Point labeling examples:

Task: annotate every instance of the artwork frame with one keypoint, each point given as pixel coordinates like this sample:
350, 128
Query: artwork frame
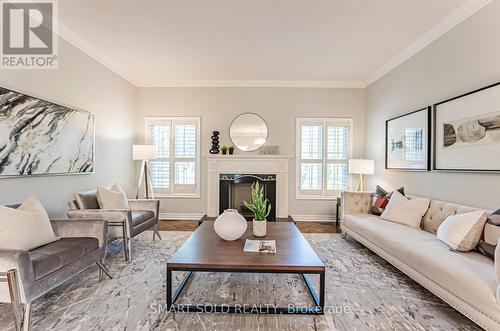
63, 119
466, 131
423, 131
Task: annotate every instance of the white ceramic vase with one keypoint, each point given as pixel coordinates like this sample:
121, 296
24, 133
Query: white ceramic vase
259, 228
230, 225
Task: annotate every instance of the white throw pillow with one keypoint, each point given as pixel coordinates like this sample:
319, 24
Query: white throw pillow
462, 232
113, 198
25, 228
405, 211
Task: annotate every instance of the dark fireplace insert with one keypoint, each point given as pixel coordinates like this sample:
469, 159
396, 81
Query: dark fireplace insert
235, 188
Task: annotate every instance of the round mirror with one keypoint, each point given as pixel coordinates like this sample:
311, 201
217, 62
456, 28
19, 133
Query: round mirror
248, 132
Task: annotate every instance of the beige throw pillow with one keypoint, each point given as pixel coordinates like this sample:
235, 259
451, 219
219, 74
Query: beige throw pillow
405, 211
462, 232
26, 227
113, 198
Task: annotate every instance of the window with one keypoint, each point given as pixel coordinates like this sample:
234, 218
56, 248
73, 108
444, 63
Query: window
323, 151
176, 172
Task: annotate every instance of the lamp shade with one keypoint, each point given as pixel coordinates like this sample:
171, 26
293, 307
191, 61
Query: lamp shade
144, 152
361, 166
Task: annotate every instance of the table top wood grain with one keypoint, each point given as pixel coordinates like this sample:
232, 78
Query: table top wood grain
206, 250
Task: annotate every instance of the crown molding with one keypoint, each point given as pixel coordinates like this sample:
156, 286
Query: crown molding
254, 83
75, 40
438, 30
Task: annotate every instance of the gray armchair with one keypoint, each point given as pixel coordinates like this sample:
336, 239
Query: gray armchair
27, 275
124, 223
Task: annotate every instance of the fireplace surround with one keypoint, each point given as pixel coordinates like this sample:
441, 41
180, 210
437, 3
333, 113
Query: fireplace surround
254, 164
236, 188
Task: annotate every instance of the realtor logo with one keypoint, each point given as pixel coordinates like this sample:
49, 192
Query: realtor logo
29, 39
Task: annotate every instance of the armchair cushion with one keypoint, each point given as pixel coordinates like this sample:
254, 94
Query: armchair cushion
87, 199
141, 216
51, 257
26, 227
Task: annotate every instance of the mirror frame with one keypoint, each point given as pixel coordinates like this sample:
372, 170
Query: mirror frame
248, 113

▸ **STATED TASK**
Without the pictures, reproduce every line of the records above exactly.

▸ **TASK ANSWER**
Task: annotate every instance of the artwork frame with one keypoint, each point given as pixel coordinates like this sample:
350, 128
Query: artwork frame
63, 119
466, 131
423, 131
Task: annotate every instance of the white ceramic vase with one keypoint, each point given as pixel coordinates like this sample:
121, 296
24, 133
Query: white ceramic vase
259, 228
230, 225
Task: annotate every instance of the white throw pillow with one keypoint, each point given as pixel coordinates like this sample:
319, 24
Query: white throw pillow
462, 232
113, 198
25, 228
405, 211
Task: annotate every instance of the dark fireplace insert with one keypoint, each point given as pixel coordinates like this sample:
469, 159
396, 81
Query: dark fireplace insert
235, 188
Task: annotate every instance of the round mirror with one keypoint, each point given as pixel coordinates like this sample:
311, 201
217, 62
456, 28
19, 133
Query: round mirror
248, 132
Task: annotate every instance of the beige throw pillow with one keypoint, each point given as pixel coordinates like this sample:
235, 259
451, 219
219, 74
Query: beige throw pillow
405, 211
462, 232
26, 227
113, 198
Task: annotate every instance of the window with one keypoint, each point given as pixel coordinates like this sample:
234, 218
56, 248
73, 108
444, 63
Query: window
323, 151
176, 172
Task: annotate every instance of the lamp shade with one keypoint, each point given as pixel coordinates like this sample:
171, 26
293, 307
191, 61
Query: lamp shade
144, 152
361, 166
Task: annotate every instance of the table top wood grain with one keypoint, each point given as pixel coordinates like this sample:
232, 78
Query: table top wood grain
206, 250
Task: annotate every instance of the crown molding with one keypoint, each point given as pixel coordinates like this sample:
156, 286
Query: crown molding
254, 83
75, 40
438, 30
Task: annotate every instance of the gray armchair with one keypoint, each point given as pixel coordinates like this sample:
336, 239
Query: gray armchair
27, 275
124, 223
Task: annotate every instance of the fireplace surround with one keypoint, each point given as pixel coordinates like this sample:
441, 41
180, 210
437, 3
333, 113
Query: fireplace surround
254, 164
236, 188
Task: annotate every instance of the realtor logo with one keypoint, each point given as pixel coordinates like this sample:
49, 192
Query: realtor logo
29, 39
Task: annotate every instance of the armchair cushion with one keypoint, each point given as pixel coordinates like this sample:
254, 94
Query: armchair cushion
87, 199
141, 216
51, 257
26, 227
Task: annotate every instance of the mirror frame with one keypoint, each point given as pixel coordinates like this sample:
372, 170
Query: mirror frame
248, 113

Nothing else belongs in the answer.